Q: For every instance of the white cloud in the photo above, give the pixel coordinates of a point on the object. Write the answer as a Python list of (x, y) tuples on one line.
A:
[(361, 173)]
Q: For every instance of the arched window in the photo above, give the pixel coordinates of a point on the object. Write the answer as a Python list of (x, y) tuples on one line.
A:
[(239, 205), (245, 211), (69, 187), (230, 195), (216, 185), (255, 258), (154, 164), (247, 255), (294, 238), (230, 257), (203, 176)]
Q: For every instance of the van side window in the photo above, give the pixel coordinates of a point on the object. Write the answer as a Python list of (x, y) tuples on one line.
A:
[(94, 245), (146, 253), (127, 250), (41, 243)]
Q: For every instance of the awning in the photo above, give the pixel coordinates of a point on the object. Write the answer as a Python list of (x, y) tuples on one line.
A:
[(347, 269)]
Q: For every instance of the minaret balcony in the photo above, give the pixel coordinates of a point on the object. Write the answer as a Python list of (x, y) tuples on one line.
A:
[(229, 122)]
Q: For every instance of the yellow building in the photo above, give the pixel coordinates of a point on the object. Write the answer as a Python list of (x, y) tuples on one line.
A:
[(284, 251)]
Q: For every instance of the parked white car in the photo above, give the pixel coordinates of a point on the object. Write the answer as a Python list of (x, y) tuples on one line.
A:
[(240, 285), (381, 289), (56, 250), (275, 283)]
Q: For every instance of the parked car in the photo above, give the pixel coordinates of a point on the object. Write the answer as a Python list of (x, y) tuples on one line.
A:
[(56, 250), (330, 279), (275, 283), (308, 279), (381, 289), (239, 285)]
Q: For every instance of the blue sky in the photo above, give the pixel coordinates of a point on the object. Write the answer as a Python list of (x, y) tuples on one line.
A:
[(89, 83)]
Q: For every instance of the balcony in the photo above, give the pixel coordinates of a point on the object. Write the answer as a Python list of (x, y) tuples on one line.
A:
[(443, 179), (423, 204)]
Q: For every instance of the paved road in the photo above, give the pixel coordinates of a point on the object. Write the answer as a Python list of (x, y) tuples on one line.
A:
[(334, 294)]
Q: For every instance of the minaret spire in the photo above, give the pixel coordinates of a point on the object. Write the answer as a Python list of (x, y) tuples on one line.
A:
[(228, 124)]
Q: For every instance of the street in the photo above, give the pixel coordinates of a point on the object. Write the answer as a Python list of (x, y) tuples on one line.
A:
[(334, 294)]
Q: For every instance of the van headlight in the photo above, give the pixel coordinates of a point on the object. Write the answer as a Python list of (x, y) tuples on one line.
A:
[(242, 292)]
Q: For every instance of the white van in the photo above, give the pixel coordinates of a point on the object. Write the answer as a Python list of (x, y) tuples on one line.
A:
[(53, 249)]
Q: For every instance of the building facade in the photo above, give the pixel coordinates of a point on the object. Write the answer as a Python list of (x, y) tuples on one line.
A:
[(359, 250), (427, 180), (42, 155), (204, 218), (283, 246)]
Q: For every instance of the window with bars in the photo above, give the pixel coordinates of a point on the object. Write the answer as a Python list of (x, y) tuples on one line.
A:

### INSTRUCTIONS TO FOLLOW:
Nothing but a number should be given: the count of lines in the data above with the word "building".

### FINISHED TASK:
2